> **Aim of the exercise**: Format the lines from the one containing "of the ceremonial" up to and including the one containing "255 53 L 229" as a numbered list, leaving out blank lines.

> **Data shown**:
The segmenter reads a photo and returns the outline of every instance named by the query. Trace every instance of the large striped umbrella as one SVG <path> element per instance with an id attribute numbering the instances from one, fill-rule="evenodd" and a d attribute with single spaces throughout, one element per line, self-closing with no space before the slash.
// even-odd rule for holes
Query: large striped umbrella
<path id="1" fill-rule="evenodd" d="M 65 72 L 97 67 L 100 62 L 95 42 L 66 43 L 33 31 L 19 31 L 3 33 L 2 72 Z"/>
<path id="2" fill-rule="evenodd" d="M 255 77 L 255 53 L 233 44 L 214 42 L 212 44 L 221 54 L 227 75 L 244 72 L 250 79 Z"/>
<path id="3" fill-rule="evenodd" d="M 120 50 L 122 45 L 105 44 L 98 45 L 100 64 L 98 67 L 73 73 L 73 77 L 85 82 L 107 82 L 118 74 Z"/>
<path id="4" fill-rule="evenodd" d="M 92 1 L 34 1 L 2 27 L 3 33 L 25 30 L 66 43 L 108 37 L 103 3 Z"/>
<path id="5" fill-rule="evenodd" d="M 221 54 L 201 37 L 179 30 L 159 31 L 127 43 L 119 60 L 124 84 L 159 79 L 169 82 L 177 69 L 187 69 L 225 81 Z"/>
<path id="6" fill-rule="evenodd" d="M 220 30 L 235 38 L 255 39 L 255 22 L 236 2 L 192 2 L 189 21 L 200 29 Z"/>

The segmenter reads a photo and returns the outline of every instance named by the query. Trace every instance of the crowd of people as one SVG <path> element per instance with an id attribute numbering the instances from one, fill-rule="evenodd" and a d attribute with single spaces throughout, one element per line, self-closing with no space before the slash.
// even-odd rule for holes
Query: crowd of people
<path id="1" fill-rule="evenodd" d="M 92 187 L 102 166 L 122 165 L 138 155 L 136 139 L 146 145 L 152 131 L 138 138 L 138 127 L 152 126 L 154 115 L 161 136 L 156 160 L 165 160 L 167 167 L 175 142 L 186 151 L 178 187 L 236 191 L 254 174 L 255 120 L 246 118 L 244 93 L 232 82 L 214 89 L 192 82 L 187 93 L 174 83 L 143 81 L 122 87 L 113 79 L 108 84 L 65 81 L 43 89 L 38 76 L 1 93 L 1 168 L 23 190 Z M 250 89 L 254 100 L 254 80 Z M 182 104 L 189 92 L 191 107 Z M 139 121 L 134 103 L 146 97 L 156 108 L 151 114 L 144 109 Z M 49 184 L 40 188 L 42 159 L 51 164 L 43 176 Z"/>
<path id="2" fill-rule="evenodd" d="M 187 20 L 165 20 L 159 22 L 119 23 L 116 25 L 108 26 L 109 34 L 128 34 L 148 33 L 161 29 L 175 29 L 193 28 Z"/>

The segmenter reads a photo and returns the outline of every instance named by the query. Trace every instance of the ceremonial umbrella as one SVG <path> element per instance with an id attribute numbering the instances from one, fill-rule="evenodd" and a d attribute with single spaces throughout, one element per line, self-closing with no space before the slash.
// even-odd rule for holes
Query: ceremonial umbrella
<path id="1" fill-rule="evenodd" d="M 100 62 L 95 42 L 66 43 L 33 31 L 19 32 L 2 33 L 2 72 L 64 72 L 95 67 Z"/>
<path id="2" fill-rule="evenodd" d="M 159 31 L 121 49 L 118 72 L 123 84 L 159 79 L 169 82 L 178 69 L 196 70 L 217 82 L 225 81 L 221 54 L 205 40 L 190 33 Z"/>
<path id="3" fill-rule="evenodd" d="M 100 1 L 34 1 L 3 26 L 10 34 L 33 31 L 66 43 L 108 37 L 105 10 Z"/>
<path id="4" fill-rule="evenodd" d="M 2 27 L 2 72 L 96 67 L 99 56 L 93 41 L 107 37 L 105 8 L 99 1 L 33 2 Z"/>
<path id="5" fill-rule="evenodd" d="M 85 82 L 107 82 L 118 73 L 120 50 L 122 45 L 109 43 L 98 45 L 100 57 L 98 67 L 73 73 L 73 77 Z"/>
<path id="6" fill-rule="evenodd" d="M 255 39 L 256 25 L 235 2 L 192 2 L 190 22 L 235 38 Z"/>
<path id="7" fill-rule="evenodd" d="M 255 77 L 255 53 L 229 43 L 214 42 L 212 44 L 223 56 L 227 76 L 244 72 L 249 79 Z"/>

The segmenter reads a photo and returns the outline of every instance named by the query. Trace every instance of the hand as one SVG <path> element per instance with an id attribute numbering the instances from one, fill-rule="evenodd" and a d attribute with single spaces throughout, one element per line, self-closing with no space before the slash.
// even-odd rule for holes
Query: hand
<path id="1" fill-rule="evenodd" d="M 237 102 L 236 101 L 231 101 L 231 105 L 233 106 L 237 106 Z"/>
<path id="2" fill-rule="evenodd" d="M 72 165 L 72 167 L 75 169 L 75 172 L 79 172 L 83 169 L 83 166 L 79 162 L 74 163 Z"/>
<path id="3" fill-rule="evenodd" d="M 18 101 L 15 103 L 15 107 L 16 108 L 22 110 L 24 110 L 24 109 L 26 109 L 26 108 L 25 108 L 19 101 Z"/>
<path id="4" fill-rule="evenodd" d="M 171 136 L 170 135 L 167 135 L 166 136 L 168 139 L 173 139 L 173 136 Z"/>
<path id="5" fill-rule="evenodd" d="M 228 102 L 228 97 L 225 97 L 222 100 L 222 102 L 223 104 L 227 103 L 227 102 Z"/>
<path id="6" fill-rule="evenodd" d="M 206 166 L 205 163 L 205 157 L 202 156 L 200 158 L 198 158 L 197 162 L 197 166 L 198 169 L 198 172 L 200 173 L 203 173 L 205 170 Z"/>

> **Exercise output**:
1. The segmenter reads a photo and returns the outline of every instance named by the query. Trace every instance of the ceremonial umbrella as one SVG <path> element per instance with an id attribute numbering the instances from one, fill-rule="evenodd" and a d attribute with single spaces throughout, one element per line, self-closing with no space before the slash.
2. // even-odd rule for holes
3. Query: ceremonial umbrella
4. <path id="1" fill-rule="evenodd" d="M 100 62 L 95 42 L 66 43 L 33 31 L 19 32 L 2 33 L 2 72 L 64 72 L 95 67 Z"/>
5. <path id="2" fill-rule="evenodd" d="M 159 31 L 121 49 L 118 72 L 123 84 L 159 79 L 169 82 L 178 69 L 196 70 L 217 82 L 225 81 L 221 54 L 205 40 L 190 33 Z"/>
6. <path id="3" fill-rule="evenodd" d="M 100 1 L 34 1 L 3 26 L 10 34 L 33 31 L 66 43 L 108 37 L 105 10 Z"/>
7. <path id="4" fill-rule="evenodd" d="M 2 27 L 2 72 L 96 67 L 99 56 L 93 41 L 107 37 L 105 8 L 99 1 L 33 2 Z"/>
8. <path id="5" fill-rule="evenodd" d="M 85 82 L 107 82 L 118 73 L 120 50 L 122 45 L 109 43 L 98 45 L 100 57 L 98 67 L 73 73 L 73 77 Z"/>
9. <path id="6" fill-rule="evenodd" d="M 255 39 L 256 25 L 235 2 L 192 2 L 190 22 L 235 38 Z"/>
10. <path id="7" fill-rule="evenodd" d="M 255 77 L 255 53 L 229 43 L 214 42 L 212 44 L 223 56 L 227 76 L 244 72 L 249 79 Z"/>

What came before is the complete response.